-- start STORED RECORDS --

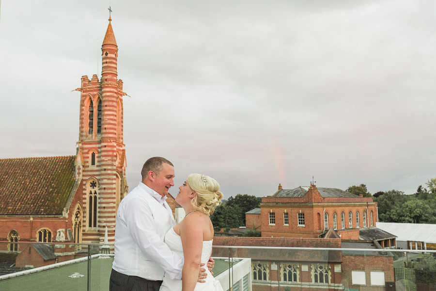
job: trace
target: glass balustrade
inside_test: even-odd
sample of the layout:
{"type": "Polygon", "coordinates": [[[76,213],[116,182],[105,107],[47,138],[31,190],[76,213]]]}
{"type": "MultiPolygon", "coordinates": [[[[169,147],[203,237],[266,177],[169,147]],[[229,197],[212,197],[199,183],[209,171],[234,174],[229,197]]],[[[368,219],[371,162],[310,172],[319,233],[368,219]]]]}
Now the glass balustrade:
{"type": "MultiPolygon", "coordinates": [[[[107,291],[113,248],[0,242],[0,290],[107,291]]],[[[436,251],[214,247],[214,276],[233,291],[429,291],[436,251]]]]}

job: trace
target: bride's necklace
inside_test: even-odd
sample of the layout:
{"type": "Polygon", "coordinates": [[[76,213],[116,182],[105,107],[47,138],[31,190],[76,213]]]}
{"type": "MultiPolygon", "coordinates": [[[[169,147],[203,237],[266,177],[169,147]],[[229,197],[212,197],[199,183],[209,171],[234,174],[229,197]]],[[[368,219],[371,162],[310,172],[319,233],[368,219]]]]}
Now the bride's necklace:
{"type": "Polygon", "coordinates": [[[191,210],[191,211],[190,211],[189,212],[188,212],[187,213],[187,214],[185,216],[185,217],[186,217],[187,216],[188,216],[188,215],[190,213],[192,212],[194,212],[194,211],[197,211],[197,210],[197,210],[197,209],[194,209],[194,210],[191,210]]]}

-- end STORED RECORDS --

→ **WHAT IS REQUIRED**: Render every line of the records above as a numbered list, omitting blank lines. Leave the pictures out of the list.

→ **ANSWER TO THIS EXERCISE**:
1. job: trace
2. target: glass balustrade
3. inside_test: even-odd
4. sample of the layout:
5. {"type": "Polygon", "coordinates": [[[76,213],[116,182],[105,107],[47,138],[31,190],[76,213]]]}
6. {"type": "MultiPolygon", "coordinates": [[[[169,147],[203,237],[266,177],[169,147]],[[229,197],[212,197],[199,183],[209,171],[234,174],[229,197]]],[[[368,219],[371,162],[310,172],[319,233],[368,219]]]]}
7. Now the glass balustrade:
8. {"type": "MultiPolygon", "coordinates": [[[[107,291],[113,248],[0,242],[0,290],[107,291]]],[[[436,251],[214,247],[214,276],[233,291],[429,291],[436,251]]]]}
9. job: trace
10. target: bride's necklace
11. inside_test: even-odd
12. sample of the layout:
13. {"type": "Polygon", "coordinates": [[[76,213],[116,182],[105,107],[47,138],[31,190],[76,213]]]}
14. {"type": "MultiPolygon", "coordinates": [[[[169,147],[203,237],[266,177],[169,147]],[[229,197],[212,197],[199,183],[209,171],[234,174],[229,197]]],[[[368,219],[371,162],[310,172],[319,233],[368,219]]]]}
15. Now the bride's necklace:
16. {"type": "Polygon", "coordinates": [[[191,210],[191,211],[190,211],[189,212],[188,212],[187,213],[187,214],[185,216],[185,217],[186,217],[187,216],[188,216],[188,215],[190,213],[192,212],[194,212],[194,211],[197,211],[197,210],[197,210],[197,209],[194,209],[194,210],[191,210]]]}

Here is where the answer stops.